▸ **Cosa si richiede**:
Riporta sotto forma di lista JSON di stringhe le righe dei dati comprese tra quella che contiene "doorway -> trace every instance" e quella che contiene "[[[240,166],[226,165],[226,238],[240,236]]]", entrambe incluse. Usa una stringa per ogni riga e tralascia le righe vuote.

[Record di annotazione]
====
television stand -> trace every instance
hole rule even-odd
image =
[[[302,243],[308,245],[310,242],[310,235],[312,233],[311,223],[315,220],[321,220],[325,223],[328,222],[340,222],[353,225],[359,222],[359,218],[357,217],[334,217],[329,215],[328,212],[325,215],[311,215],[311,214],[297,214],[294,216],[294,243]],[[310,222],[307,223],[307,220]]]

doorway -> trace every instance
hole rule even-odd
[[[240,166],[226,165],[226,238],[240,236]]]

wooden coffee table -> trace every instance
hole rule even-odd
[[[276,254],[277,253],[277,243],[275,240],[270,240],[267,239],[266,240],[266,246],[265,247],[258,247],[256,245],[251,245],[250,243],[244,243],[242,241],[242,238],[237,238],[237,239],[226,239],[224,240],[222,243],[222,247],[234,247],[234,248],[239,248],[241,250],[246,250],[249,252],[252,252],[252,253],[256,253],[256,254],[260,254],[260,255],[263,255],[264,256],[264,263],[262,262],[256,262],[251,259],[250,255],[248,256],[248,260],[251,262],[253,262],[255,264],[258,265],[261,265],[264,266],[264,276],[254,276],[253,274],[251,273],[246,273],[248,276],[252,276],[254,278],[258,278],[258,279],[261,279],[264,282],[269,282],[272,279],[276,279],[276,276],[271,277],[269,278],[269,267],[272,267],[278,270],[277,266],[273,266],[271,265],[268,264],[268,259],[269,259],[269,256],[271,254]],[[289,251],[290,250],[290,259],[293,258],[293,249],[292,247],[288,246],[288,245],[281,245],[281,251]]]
====
▸ **Risposta al compito**:
[
  "doorway -> trace every instance",
  "hole rule even-odd",
  "[[[240,166],[226,165],[226,238],[240,236]]]"
]